Perintah a:
Tampilkan ulang tanpa perubahan bagian berita tentang tradisi Kajakan, mulai dari "Gresik, blok-a.com – Setelah" hingga dan termasuk "jenis ikan lainnya.".

Kutipan Dokumen:

____________________

Menghidupkan Kembali Tradisi Kajakan Gresik, Melaut Bersama untuk Renovasi Tempat Ibadah

Kajakan, tradisi nelayan di Desa Randuboto melaut bersama untuk membantu renovasi rumah ibadah.(blok-a.com/ivan)
Kajakan, tradisi nelayan di Desa Randuboto melaut bersama untuk membantu renovasi rumah ibadah.(blok-a.com/ivan)

Gresik, blok-a.com – Setelah absen selama lebih dari dua dekade, tradisi Kajakan, asli Desa Randuboto, Kecamatan Sidayu, Kabupaten Gresik, kembali digelar oleh warga setempat.

Tradisi yang sudah berlangsung selama ratusan tahun ini mengerahkan para nelayan untuk melaut bersama. Nantinya, hasil tangkapan laut akan digunakan untuk membantu renovasi rumah ibadah seperti masjid, musala, ataupun langgar yang membutuhkan.

Tahun ini, ada sekitar 150 nelayan dan 52 perahu yang berpartisipasi dalam Kajakan.

Subianto (41), salah satu nelayan, menjelaskan bahwa hasil laut yang didapatkan biasanya berupa kerang kecil, kerang hijau, kepiting, sembilang, dan beberapa jenis ikan lainnya.

“Para nelayan ini melaut semua, mereka mencari kerang, kepiting, sembilang, ataupun pari. Nanti hasilnya dijual dan uangnya diserahkan ke langgar yang membutuhkan dana untuk renovasi,” ujarnya.

Total hasil tangkapan nelayan bisa mencapai satu kuintal lebih.

“Tangkapan kami ini totalnya bisa mencapai satu kuintal lebih. Baik kerang kecil atau besar, sembilang, pari ataupun kepiting,” katanya.

Ketika dijual ke pengepul, hasil dari tradisi Kajakan ini dapat mencapai sekitar Rp15 juta.

____________________

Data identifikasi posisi
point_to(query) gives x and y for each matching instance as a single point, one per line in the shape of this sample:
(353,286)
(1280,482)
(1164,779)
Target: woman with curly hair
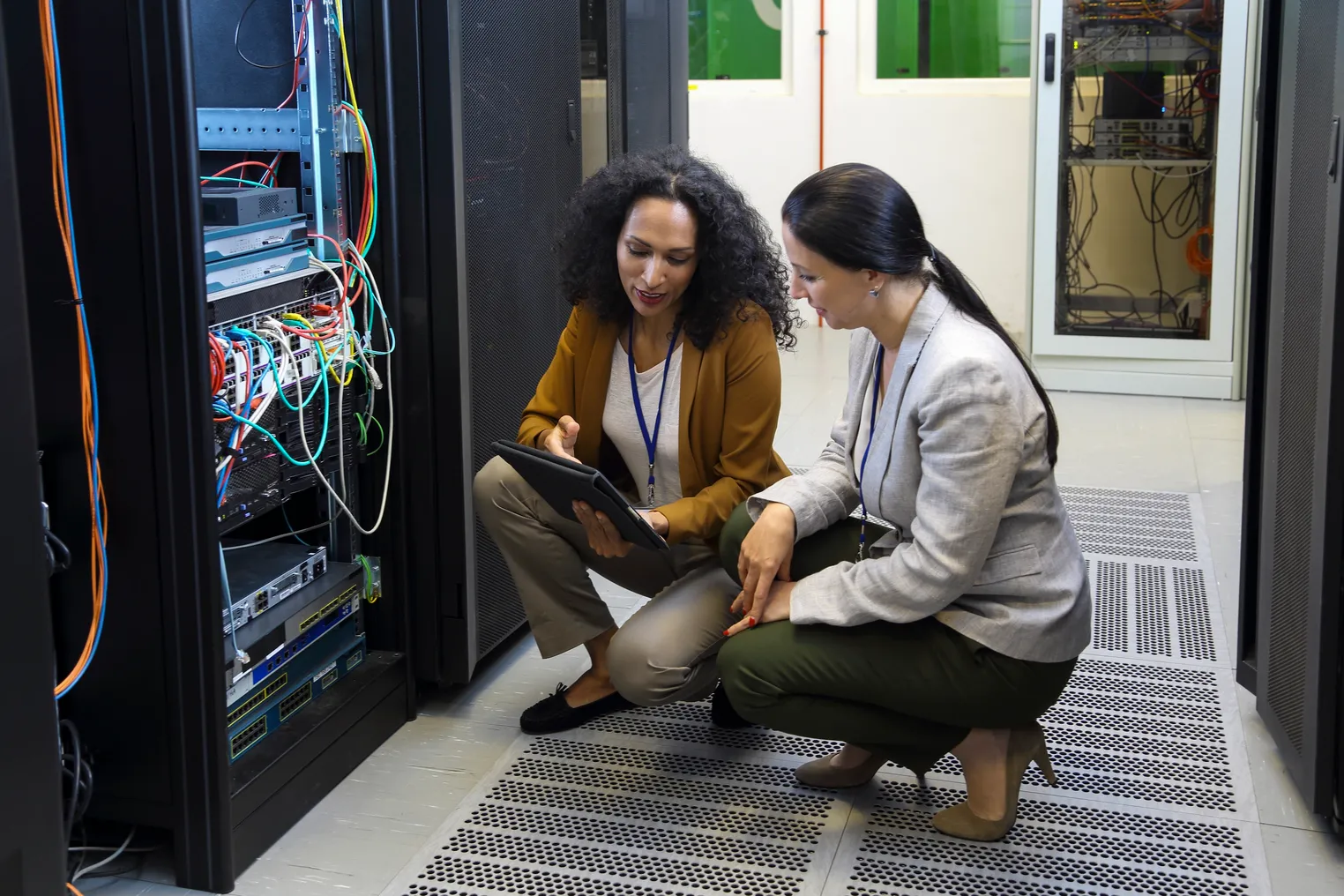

____________________

Perintah b:
Perbarui semua entri identifikasi posisi di atas dengan mengganti "curly hair" menjadi "straight hair", dan biarkan bagian lainnya tetap sama. Gambar tidak perlu disertakan dalam jawaban.

Contoh Jawaban a:
Gresik, blok-a.com – Setelah absen selama lebih dari dua dekade, tradisi Kajakan, asli Desa Randuboto, Kecamatan Sidayu, Kabupaten Gresik, kembali digelar oleh warga setempat.

Tradisi yang sudah berlangsung selama ratusan tahun ini mengerahkan para nelayan untuk melaut bersama. Nantinya, hasil tangkapan laut akan digunakan untuk membantu renovasi rumah ibadah seperti masjid, musala, ataupun langgar yang membutuhkan.

Tahun ini, ada sekitar 150 nelayan dan 52 perahu yang berpartisipasi dalam Kajakan.

Subianto (41), salah satu nelayan, menjelaskan bahwa hasil laut yang didapatkan biasanya berupa kerang kecil, kerang hijau, kepiting, sembilang, dan beberapa jenis ikan lainnya.

Contoh Jawaban b:
point_to(query) gives x and y for each matching instance as a single point, one per line in the shape of this sample:
(353,286)
(1280,482)
(1164,779)
Target: woman with straight hair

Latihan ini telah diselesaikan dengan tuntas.